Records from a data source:
□ □ □ □
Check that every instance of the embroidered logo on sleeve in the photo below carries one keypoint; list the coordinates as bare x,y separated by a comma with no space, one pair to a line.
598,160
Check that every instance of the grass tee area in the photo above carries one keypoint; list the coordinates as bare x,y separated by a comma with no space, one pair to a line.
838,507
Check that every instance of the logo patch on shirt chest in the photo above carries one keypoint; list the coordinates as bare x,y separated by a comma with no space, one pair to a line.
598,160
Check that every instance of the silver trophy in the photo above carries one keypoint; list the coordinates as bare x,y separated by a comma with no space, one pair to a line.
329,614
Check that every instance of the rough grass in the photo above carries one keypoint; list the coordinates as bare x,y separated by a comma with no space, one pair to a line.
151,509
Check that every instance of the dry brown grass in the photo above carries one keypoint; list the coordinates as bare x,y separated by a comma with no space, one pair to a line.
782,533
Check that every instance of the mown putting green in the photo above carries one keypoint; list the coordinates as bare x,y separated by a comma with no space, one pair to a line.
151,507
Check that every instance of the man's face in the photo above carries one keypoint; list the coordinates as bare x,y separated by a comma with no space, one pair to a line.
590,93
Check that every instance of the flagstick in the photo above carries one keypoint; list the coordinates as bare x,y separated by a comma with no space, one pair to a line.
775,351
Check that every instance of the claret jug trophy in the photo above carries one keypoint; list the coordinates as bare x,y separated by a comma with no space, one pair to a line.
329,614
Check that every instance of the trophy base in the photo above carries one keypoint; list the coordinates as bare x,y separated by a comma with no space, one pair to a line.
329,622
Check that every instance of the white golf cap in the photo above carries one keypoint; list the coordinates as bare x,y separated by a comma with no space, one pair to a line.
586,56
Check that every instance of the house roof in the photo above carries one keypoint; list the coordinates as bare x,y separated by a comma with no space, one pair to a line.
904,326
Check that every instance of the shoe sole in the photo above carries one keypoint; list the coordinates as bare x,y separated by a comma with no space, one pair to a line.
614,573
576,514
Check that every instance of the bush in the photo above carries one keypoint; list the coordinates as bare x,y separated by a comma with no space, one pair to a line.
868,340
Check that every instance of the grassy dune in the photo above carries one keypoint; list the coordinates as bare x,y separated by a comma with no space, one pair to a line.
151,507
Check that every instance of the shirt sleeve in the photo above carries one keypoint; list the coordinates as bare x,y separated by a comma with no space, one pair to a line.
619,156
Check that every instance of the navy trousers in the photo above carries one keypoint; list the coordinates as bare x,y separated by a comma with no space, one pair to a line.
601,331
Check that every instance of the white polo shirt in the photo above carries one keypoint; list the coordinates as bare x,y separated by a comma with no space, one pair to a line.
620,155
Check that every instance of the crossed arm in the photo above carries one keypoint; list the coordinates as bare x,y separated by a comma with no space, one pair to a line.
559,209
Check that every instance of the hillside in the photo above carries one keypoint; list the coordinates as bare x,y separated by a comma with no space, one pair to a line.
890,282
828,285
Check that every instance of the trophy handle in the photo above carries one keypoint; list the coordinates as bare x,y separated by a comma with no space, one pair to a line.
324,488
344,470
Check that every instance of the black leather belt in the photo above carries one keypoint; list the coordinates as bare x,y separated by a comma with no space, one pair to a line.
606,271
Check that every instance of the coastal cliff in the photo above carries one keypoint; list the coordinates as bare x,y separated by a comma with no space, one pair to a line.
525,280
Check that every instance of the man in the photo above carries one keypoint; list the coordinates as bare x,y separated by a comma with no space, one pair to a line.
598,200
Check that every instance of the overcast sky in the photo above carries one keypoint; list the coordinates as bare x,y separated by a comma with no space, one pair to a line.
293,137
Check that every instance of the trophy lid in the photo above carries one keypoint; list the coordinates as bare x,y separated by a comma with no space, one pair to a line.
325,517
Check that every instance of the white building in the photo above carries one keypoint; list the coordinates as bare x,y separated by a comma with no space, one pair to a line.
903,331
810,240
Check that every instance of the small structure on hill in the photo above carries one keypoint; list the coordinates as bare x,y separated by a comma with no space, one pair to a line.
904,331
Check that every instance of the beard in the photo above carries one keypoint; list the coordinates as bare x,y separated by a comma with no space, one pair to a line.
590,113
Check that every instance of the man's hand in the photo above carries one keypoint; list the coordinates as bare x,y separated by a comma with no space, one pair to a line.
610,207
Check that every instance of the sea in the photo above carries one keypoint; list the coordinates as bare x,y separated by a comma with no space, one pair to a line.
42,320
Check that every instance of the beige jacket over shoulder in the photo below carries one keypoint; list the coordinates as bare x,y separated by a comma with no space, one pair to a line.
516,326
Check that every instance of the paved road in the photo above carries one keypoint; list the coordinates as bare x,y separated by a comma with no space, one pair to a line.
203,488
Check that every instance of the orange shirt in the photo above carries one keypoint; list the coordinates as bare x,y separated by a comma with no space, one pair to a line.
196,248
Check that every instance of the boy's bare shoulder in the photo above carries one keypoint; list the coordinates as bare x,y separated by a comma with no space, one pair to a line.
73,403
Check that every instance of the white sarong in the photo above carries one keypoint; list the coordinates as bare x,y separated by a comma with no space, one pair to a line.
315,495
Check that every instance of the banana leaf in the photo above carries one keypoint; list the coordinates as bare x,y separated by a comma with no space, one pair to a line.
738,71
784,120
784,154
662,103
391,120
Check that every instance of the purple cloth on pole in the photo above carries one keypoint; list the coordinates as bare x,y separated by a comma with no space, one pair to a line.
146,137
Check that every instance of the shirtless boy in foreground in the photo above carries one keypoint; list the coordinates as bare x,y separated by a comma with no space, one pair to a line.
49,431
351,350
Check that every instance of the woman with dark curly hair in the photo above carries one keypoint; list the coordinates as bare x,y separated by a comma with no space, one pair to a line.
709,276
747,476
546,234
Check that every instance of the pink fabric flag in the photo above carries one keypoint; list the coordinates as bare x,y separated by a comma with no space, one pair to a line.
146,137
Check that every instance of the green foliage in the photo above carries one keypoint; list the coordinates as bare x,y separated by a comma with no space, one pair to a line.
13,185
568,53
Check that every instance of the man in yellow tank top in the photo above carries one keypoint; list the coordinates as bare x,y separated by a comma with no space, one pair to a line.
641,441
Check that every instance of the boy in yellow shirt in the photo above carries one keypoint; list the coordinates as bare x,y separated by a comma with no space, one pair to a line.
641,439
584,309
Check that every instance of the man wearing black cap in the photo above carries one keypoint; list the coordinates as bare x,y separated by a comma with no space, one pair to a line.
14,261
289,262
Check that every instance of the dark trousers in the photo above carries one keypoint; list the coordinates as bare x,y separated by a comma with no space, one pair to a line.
□ □ □ □
# Your assignment
Each entry needs to be copied out exactly as written.

# Task answer
Check that every instance of the embroidered logo on sleeve in the photo below carries one keypoint; list the coordinates as bare x,y separated by a comma with no space, one pair to a line.
598,160
Check that every instance of the grass tee area in the photo above carries one keypoint; list the coordinates as bare x,y separated by a comma with no space, one pair to a line.
838,507
Check that every instance of the logo patch on shirt chest in the photo above carries one keypoint; list the coordinates as bare x,y separated by a comma with no space, one pair to a line.
598,160
Check that every instance of the silver trophy in the photo above carries one keypoint; list the coordinates as bare x,y separated by a comma with no space, one pair to a line.
329,614
Check that every instance of the rough grass in the photo above carries one keypoint; list the coordinates as bare x,y separated by a comma with no space, one pair to a line.
151,509
Check that every instance of the dry brown grass in the photo above carries one keypoint; list the coordinates as bare x,y separated by a comma with no space, one pair to a line.
782,533
Check that every instance of the mown putting green in the photo above carries one keypoint; list the coordinates as bare x,y separated by a comma with no space, one pair to a line.
151,507
Check that every instance of the man's face in the photo above carries one keypoint; list the coordinates as bare x,y separated by a comma with no space, one pair to a line.
590,93
Check that every instance of the flagstick in the photo above carries one keypoint; list the coordinates as bare x,y separated by a comma with no space, one pair to a line.
775,351
Check that every instance of the claret jug trophy in the photo above carries one keypoint; list the coordinates as bare x,y separated by a comma with no space, one pair to a line.
329,614
Check that every instance of the trophy base in the photo above carries one keypoint; list the coordinates as bare x,y separated by a comma with no space, one pair to a line.
329,622
Check that every instance of the white golf cap in the photo above carries one keypoint; list the coordinates as bare x,y separated by a comma with no space, one pair to a line.
586,56
Check that every instance of the house roof in the photo above carries one keypoint; list the coordinates as bare x,y separated by a comma with no space, one pair to a line.
904,326
Check that every instance of the shoe sole in the photo above carries one keypoint; list the coordinates as bare x,y separated by a comma with no space, one pair to a line.
614,573
576,514
Check that every instance of the bush in the photo above carries one keypoint; list the coordinates as bare x,y separated by a comma with no space, one pair to a line.
868,340
Check that every instance of the grassy dune in the photo above carries one keypoint; list the coordinates as bare x,y separated by a comma with no space, one pair to a line.
151,507
Check that every instance of the shirt sleeve in the photo above carries one keypoint; list the coordinates as bare x,y separated by a comma with no space, one pair to a line.
619,156
Check that every instance of the navy trousers in the photo above carries one keypoint; list the coordinates as bare x,y separated by a comma with no space, one pair to a line.
601,331
Check that every instance of the white polo shirt in the photo above carries one keypoint; list the coordinates as bare x,y separated by a comma with no space, one pair to a line.
620,155
Check that every instance of the crossed arm in the photo above carries one keypoint; list the coordinates as bare x,y separated by a comma with no space, one pair to a line.
559,209
Check that every instance of the hillside in the photo above carries one keypoint; list the coordinates as bare x,y separated by a comma with no space, one pair to a line.
890,282
828,285
Check that every instance of the trophy handle in the photo above carries one keypoint; list the coordinates as bare x,y separated by a comma with no space, one pair to a line.
324,488
344,470
Check that every instance of the black leather belt in the photo above carries one keypoint; list the coordinates as bare x,y separated by a comma with no space, one pair to a line.
606,271
Check that every instance of the coastal cliff in the photo above carries one keypoint; list the coordinates as bare x,y separated by a comma with no space, one pair to a line.
525,280
Check that every instance of the man in the photo above carries one keypoint; list the coordinates as bare x,y separated by a comma with no space, one pair to a line.
598,200
Check that every instance of the overcast sky in the photo above carries one keypoint; list the coordinates as bare x,y separated by a comma with no space, one pair to a line.
293,137
Check that every instance of the trophy lid in the photo above carries one keypoint; list the coordinates as bare x,y separated by a comma with no space, one pair to a line.
325,517
Check that every instance of the white building in the photo above carries one keypoint; list the coordinates as bare x,y separated by a comma with no space, one pair to a line.
903,331
810,240
Check that every instance of the small structure on hill in the photo above carries one keypoint; list the coordinates as bare x,y separated by a comma with no space, one pair to a line.
904,331
Check that every instance of the beard in the photo above carries one keypoint; list the coordinates as bare x,y separated by a comma with no space, one pair to a line.
590,113
Check that every instance of the man's hand in the photo above carries one keypoint; list the coordinates as bare x,y separated by a comma with no space, one pair to a line.
610,207
Check that every instance of the sea in the photo above carries one keypoint; list the coordinates as bare x,y separated by a comma with no space, one pair to a line.
42,320
Check that every instance of the beige jacket over shoulder in the photo below carries one keypoint; list the coordinates as bare x,y separated by a comma with no space, one pair to a line.
516,326
Check that every instance of the paved road in the photo above carries one keypoint; list the coordinates as bare x,y separated by a comma with no space, one pair to a line.
203,488
Check that every instance of the orange shirt in the photo above carries one keypoint; list the coordinates as bare x,y separated by a comma with no space, one pair to a line.
196,248
Check that every instance of the boy's bare shoulder in the photo above carries one keypoint; list the coordinates as bare x,y separated by a comma with no space, one pair to a line.
73,403
Check that every instance of the white sarong in the photo above carries one keypoint; list the coordinates as bare x,y separated by a comma with no space, one pair to a line.
315,495
Check that every instance of the banana leaf in the photo above carries one keypoint; list the coordinates as bare x,y separated by a comma with no space, one pair to a line.
738,71
784,120
784,154
662,103
391,120
Check that every instance of the purple cloth on pole in the photo above carries one keypoint; list the coordinates as bare x,y separated by a comma with no space, one pair to a line.
146,137
Check that every instance of the shirtless boy in foreground in the photo above carries one keypoint; list the coordinates as bare x,y separated by a comma with no space, one pair to a line.
49,431
351,350
Check that every instance of the woman with dark curly hair in the photo above carries one keypoint; list the coordinates as bare x,y separated by a comma with no space, one pair to a line.
709,276
747,476
546,234
Check that every instance of the pink fabric flag in the photo above carries one keypoint; list the coordinates as bare x,y separated by a comma with no space, one pair to a line.
146,137
Check that every instance of the green foliage in the photo above carries one keypoint; list the coordinates as bare x,y separated by a comma with no space, one pair to a line.
13,185
568,53
Check that every instance of the man in yellow tank top in the photo above carries one keypoint; list the coordinates as bare x,y separated by a comma with no space, one pair to a line.
641,441
Check that every instance of the boy in yellow shirt in the photo above carries one keypoint; list the coordinates as bare x,y separated by a comma with no space, one pair to a line.
641,439
584,309
Check that every instance of the man wearing black cap in the photo above carries one keypoint; list the coordinates as bare x,y separated by a comma with no space, one pair to a line.
14,261
289,262
Check that every instance of the dark trousers in the photo above carries one keypoint; list the coordinates as bare x,y separated by a comma with no space, one pair to a line.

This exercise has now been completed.